**Your tasks**
1 - In the interview, replace "Allan Gray" with "the asset manager" and give the passage from "AH: Duncan Artus, the" up to and including "find ourselves now?".
2 - Answer these from the interview:
(a) In what month does Duncan Artus take over as Chief Investment Officer?
(b) Most independent asset managers are independent of which two kinds of institution?
(c) Which portion of the portfolio gave the best performance over the last year?

**Source document**
◆ ◆ ◆ ◆ ◆ ◆ ◆
AH: Duncan Artus, the new Chief Investment Officer designate, because he only takes over in September. Dave Shapiro, before we asked Duncan Artus about various bits and pieces in his new role, have you got anything to ask now that he's going to be the guy who looks after these gazillions that are entrusted to Allan Gray?

DS: I'm a great Allan Gray follower. I get all their documents, etc. and they're true to where they've always been and always had a very specific style of investing. You have to ask Duncan as CIO, if he's going to move off this path or whether he's still going to remain loyal to the way that I have always managed portfolios, especially the kind of environment that we find ourselves now?

DA: Yes, we've been doing the same thing for almost 47 years and most asset managers that are independent of a life company or investment bank don't last that long. Some people move, some people start fighting. You have periods of underperformance and outperforming the benchmark is hard over long periods of time.

What's worked for 45 years, would you want to change it? No, but we're always making incremental changes. If you look in South Africa each little bit you outperform is more valuable than it was when I started. There are a lot more good competitors and the South African equity market has got a lot more competitors about. So every little incremental improvement you can make to your process, a good example for us is a fixed income fund. People think of us as equity and balanced managers, but our best performance over the last year has come from our fixed interest portion of the portfolio. We spent a lot of time improving the process. It's all about improving processes.
◆ ◆ ◆ ◆ ◆ ◆ ◆
**Data excerpt**

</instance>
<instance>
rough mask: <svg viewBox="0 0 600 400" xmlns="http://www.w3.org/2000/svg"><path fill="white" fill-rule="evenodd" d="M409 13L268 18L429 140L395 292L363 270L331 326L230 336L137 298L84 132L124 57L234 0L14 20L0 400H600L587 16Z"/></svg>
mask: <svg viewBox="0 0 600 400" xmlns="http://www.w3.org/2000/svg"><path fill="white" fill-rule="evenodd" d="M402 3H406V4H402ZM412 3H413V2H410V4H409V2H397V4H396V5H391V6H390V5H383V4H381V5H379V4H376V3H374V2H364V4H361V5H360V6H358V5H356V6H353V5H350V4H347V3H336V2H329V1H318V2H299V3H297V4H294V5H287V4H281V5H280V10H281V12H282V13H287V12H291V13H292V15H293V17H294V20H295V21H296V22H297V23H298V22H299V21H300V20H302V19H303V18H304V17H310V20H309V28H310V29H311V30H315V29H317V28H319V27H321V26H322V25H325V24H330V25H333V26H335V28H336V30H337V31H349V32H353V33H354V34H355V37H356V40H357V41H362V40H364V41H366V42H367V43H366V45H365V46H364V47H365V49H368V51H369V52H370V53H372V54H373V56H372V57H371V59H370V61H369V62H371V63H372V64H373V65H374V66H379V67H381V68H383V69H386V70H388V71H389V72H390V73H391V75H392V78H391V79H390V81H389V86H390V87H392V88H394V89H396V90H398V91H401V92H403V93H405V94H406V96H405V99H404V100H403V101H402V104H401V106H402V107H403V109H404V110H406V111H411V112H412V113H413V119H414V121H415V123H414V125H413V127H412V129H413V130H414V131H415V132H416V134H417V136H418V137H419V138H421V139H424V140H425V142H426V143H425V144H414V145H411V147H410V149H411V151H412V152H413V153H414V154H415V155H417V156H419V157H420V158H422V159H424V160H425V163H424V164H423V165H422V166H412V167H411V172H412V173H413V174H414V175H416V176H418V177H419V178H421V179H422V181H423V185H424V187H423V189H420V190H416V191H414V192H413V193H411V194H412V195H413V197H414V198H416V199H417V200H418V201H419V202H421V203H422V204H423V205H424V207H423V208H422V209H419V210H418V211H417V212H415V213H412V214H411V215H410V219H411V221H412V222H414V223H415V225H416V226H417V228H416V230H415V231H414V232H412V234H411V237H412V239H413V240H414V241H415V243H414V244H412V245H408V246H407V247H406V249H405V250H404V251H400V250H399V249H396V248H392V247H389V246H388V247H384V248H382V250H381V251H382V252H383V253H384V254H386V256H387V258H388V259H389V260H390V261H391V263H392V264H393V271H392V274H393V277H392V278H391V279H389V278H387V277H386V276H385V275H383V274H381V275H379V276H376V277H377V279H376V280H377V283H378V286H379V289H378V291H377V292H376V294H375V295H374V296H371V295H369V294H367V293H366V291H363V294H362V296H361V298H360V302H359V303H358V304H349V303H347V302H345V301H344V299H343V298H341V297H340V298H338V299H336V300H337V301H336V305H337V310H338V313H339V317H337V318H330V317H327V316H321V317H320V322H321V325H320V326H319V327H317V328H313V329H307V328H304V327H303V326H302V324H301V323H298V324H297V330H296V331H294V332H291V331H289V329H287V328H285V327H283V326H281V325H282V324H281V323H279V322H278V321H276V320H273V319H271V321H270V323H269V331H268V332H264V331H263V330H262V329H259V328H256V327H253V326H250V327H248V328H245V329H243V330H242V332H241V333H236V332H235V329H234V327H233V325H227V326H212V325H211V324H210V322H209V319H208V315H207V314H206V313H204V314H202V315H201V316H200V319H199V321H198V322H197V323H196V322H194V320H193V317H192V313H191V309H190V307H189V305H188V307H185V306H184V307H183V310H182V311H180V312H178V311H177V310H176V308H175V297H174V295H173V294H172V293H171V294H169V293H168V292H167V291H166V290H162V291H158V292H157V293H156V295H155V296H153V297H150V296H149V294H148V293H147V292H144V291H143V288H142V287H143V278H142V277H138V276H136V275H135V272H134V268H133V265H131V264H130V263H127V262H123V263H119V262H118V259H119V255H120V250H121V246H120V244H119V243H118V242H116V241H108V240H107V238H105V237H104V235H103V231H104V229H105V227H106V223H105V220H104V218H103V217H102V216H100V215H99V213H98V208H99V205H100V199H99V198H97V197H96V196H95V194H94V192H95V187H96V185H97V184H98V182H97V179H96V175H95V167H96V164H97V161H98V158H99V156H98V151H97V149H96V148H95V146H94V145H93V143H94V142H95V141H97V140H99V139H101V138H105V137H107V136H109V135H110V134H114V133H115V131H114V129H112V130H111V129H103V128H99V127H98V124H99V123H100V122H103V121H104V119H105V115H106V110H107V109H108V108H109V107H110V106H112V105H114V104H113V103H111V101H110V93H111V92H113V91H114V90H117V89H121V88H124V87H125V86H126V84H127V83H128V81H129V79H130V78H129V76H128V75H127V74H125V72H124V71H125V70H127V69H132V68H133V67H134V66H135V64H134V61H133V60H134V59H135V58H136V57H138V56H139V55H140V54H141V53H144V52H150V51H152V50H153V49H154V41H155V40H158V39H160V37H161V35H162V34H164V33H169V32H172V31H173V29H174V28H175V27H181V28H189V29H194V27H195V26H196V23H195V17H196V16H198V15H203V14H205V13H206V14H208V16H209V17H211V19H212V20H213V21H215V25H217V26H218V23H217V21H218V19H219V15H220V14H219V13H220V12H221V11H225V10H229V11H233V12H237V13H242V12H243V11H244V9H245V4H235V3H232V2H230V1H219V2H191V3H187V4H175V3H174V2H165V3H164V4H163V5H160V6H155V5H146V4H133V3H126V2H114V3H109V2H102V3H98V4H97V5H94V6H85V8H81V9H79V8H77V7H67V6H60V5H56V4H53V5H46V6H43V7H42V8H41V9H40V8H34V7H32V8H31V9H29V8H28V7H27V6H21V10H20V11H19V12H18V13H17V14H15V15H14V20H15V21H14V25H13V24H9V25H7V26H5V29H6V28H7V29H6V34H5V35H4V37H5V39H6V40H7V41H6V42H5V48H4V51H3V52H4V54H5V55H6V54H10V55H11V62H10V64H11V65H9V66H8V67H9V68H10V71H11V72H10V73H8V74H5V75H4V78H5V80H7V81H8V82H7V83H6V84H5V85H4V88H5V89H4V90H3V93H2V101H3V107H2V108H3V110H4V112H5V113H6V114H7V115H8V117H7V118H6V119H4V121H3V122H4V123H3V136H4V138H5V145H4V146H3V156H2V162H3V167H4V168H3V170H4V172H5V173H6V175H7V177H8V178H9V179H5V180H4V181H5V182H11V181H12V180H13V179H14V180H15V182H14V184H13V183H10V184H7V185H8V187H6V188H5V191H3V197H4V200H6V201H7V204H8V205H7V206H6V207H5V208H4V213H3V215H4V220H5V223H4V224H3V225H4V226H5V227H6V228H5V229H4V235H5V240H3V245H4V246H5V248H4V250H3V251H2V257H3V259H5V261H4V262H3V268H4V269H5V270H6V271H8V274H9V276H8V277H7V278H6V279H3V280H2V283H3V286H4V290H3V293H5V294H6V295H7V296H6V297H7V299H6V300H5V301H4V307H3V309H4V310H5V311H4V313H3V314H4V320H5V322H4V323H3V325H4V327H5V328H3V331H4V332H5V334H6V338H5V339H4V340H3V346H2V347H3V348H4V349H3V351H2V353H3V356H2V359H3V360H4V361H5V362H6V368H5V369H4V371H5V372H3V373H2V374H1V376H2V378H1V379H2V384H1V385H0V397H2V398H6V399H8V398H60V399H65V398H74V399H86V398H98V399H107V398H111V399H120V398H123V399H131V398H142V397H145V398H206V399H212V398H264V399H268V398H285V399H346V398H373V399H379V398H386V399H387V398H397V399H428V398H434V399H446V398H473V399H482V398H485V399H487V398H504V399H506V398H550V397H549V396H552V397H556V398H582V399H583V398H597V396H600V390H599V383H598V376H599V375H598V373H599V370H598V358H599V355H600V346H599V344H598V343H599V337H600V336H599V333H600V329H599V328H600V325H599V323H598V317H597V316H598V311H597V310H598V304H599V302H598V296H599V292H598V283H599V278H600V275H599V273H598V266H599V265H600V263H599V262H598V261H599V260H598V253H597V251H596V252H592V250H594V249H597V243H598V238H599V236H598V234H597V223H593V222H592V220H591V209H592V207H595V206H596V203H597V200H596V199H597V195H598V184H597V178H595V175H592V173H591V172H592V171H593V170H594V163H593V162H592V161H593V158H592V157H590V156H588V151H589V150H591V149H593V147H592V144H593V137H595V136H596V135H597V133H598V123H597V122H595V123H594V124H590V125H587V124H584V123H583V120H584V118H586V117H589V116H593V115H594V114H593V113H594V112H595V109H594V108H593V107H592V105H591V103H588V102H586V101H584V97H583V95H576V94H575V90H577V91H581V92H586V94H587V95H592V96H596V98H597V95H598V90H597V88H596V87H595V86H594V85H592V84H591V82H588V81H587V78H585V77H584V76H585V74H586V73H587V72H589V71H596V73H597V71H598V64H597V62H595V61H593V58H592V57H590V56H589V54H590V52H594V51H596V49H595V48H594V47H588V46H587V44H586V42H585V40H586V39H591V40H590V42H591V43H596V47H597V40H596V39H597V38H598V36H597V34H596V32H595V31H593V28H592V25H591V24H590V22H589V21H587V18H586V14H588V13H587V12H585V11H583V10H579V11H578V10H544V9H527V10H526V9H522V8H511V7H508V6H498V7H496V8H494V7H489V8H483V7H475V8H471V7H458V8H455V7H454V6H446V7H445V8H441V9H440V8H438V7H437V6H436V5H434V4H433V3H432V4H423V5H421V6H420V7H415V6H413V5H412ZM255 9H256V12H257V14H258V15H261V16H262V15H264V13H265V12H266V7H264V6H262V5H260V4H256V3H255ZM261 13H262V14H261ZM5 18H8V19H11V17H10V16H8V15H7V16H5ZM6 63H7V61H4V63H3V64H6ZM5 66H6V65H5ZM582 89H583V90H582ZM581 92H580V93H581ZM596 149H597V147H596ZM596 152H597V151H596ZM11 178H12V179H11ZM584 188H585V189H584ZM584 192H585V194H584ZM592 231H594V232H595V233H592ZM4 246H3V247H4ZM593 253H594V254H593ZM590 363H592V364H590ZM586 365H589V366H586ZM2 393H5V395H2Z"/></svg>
◆ ◆ ◆ ◆ ◆ ◆ ◆
**Answers by item number**
1 -
AH: Duncan Artus, the new Chief Investment Officer designate, because he only takes over in September. Dave Shapiro, before we asked Duncan Artus about various bits and pieces in his new role, have you got anything to ask now that he's going to be the guy who looks after these gazillions that are entrusted to the asset manager?

DS: I'm a great the asset manager follower. I get all their documents, etc. and they're true to where they've always been and always had a very specific style of investing. You have to ask Duncan as CIO, if he's going to move off this path or whether he's still going to remain loyal to the way that I have always managed portfolios, especially the kind of environment that we find ourselves now?

2 -
(a) September.
(b) A life company or an investment bank.
(c) The fixed interest portion.